(Data items)
** Begin **

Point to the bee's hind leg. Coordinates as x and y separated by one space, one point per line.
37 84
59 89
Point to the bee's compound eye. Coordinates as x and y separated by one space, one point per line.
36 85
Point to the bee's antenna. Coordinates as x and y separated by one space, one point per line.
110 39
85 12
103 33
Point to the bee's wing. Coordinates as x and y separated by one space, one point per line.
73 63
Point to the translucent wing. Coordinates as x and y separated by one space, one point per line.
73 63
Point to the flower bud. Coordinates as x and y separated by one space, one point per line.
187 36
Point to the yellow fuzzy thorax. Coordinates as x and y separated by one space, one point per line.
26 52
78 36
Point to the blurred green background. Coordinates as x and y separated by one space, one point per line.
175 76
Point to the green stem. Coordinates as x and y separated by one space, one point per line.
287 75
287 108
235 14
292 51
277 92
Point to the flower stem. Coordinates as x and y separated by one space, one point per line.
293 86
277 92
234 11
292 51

** End **

**Problem statement:**
Can you express all the rows above as a JSON list of strings, with one string per line and any blank lines omitted?

**Output for this task:**
[
  "Point to the bee's hind leg. Coordinates as x and y separated by one space, one point per line.",
  "37 84",
  "59 89",
  "Point to the bee's compound eye. Coordinates as x and y separated by one space, one point per line.",
  "36 85",
  "Point to the bee's antenna. Coordinates as x and y separated by one space, one point per line.",
  "110 39",
  "85 12",
  "103 33",
  "Point to the bee's wing. Coordinates as x and y separated by one space, one point per line.",
  "73 63",
  "Point to the translucent wing. Coordinates as x and y separated by one space, one point per line.",
  "73 63",
  "Point to the flower bud. Coordinates as x and y separated by one space, one point per line.",
  "187 36",
  "Point to the yellow fuzzy thorax. Coordinates as x and y separated by one space, one point per line.",
  "26 52",
  "78 36",
  "Point to the blurred green background. Coordinates as x and y separated by one space, one point per line.",
  "175 76",
  "Point to the green stem. Coordinates as x and y separated by one space, one point per line.",
  "287 75",
  "287 108",
  "235 14",
  "292 51",
  "277 92",
  "Point to the flower stem. Coordinates as x and y separated by one space, one point per line.",
  "293 86",
  "277 92",
  "234 11",
  "292 51"
]